Set exercise:
Find the line that contains "Question. For every instance of the raised". Output it and every line after it to the end of the records, exactly as they appear.

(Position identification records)
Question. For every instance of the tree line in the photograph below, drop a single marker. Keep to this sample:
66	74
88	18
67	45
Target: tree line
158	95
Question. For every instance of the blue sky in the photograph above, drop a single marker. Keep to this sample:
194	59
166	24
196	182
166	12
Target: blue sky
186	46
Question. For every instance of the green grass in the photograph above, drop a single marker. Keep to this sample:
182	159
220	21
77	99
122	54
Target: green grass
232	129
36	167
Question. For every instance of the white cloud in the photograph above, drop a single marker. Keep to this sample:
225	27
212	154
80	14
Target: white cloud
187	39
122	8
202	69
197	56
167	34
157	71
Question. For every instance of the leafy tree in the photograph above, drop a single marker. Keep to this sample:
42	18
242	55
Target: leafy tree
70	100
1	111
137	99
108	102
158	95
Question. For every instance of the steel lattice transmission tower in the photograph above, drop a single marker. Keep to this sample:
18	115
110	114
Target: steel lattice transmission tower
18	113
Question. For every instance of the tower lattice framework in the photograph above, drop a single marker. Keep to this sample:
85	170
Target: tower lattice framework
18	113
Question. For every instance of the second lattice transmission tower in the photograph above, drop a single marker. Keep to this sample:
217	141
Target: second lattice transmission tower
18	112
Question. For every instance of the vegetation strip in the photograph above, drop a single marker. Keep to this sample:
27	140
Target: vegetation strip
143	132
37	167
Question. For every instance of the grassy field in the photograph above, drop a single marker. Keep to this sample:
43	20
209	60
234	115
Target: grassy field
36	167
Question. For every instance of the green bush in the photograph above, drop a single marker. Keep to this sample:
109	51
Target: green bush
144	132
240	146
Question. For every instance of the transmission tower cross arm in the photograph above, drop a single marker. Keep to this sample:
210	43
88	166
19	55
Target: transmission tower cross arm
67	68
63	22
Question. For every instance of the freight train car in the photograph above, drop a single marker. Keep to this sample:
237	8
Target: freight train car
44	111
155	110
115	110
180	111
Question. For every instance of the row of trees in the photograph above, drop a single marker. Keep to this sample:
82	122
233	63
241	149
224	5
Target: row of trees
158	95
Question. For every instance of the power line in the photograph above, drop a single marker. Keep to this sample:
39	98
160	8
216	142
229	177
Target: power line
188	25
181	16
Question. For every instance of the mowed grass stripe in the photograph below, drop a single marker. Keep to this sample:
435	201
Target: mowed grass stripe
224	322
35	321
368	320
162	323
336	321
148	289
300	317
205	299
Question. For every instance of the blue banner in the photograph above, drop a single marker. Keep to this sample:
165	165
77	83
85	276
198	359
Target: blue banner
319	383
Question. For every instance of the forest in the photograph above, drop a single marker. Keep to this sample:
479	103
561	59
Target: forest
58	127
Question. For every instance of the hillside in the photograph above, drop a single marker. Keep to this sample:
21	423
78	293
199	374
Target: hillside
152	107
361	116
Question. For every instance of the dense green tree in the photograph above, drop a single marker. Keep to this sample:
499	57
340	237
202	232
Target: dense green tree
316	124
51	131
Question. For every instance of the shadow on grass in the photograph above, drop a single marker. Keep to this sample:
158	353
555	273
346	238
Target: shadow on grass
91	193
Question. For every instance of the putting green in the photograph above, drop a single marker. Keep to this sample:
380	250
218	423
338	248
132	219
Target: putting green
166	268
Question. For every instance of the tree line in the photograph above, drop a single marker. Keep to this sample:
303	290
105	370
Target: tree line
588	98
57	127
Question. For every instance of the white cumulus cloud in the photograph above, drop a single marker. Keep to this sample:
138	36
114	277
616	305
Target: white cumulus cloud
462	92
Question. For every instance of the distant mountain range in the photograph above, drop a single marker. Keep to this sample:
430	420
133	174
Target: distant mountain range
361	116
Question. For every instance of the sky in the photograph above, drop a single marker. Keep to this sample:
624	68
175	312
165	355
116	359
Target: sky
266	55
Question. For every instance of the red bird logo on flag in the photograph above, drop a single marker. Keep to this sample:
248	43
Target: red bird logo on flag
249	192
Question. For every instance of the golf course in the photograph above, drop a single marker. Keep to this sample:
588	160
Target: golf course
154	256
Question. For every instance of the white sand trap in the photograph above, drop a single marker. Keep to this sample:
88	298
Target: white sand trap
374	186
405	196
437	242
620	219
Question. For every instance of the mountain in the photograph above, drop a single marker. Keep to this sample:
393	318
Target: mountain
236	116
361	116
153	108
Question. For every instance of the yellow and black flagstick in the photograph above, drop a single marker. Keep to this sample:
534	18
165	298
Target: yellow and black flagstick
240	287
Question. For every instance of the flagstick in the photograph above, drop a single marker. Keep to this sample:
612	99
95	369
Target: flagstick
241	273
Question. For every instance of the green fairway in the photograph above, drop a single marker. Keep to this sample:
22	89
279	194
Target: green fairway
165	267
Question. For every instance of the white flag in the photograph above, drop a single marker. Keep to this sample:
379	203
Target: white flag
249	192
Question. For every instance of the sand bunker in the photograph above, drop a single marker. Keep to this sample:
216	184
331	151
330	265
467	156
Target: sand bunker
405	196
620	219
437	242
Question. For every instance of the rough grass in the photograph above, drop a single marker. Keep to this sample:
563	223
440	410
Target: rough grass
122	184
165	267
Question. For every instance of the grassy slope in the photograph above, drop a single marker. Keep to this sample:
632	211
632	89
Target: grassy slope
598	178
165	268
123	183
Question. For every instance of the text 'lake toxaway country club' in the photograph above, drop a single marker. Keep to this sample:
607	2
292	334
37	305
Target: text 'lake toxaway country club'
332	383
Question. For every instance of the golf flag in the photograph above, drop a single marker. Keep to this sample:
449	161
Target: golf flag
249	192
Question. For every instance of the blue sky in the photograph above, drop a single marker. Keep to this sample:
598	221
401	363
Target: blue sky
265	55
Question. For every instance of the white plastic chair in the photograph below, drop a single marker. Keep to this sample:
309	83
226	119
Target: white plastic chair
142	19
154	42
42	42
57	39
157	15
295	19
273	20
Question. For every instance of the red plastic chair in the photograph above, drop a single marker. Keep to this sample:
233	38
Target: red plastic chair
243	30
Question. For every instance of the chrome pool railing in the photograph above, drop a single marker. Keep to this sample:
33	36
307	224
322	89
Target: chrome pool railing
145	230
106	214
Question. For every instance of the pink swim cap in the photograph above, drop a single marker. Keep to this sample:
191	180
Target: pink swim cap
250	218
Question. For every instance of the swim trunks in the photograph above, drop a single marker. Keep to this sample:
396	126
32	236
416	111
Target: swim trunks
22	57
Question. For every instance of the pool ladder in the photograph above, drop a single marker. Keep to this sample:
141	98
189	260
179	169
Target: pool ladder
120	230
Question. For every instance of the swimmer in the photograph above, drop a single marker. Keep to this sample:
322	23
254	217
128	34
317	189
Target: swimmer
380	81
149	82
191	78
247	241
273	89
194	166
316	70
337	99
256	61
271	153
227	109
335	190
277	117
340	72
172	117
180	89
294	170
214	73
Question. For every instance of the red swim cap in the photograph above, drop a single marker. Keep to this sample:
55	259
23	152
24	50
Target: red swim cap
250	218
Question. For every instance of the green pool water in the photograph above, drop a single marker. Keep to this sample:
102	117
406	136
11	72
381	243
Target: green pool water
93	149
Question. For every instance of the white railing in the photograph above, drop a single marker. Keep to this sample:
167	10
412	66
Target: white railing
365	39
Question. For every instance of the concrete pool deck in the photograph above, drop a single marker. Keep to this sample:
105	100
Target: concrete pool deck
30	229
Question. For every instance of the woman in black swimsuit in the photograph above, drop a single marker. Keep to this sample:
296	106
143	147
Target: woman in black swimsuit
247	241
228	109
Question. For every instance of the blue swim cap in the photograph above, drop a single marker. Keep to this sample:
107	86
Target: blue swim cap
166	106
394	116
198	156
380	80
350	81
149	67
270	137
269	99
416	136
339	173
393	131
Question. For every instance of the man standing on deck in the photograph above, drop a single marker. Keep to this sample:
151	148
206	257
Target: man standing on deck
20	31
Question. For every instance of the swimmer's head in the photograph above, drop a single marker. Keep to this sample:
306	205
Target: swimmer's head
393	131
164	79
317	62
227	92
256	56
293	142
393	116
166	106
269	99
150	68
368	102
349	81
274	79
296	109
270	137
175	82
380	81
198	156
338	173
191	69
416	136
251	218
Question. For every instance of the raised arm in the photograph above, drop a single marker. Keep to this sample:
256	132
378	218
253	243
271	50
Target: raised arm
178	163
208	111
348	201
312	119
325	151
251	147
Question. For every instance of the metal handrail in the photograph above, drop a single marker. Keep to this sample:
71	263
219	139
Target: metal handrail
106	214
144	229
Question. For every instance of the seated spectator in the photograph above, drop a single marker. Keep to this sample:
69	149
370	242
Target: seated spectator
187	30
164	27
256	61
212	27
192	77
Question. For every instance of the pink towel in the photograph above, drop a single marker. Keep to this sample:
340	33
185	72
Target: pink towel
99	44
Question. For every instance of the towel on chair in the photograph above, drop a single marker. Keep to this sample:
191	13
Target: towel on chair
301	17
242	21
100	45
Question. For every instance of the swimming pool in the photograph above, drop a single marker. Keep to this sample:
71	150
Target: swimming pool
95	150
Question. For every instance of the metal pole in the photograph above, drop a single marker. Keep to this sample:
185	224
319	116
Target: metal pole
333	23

Full response:
Question. For every instance of the raised arm in the photograph above, drop a single marker. Keep to this sample:
256	132
378	218
253	243
271	50
Target: raised arm
178	163
208	111
348	201
312	119
325	151
251	147
Question. For every instance of the metal handrail in the photograph above, drop a single marker. Keep to this sample:
71	263
219	139
Target: metal handrail
106	214
144	229
Question. For every instance of the seated spectator in the photograph above, drop a single marker. Keep to this sample:
69	149
370	242
Target: seated spectator
187	30
164	27
256	61
212	27
192	77
Question. For every instance of the pink towel in the photograph above, drop a single marker. Keep to this sample:
340	33
185	72
Target: pink towel
99	44
Question. For every instance of the towel on chair in the photograph above, drop a single marker. Keep to this sample:
191	13
Target: towel on chair
301	17
242	21
100	45
Question. For every instance of the swimming pool in the photograph above, drop a single marker. Keep to this sample:
71	150
Target: swimming pool
95	150
Question. For every instance of the metal pole in the photograph above, drop a single marker. Keep to this sample:
185	224
319	116
Target: metal pole
333	23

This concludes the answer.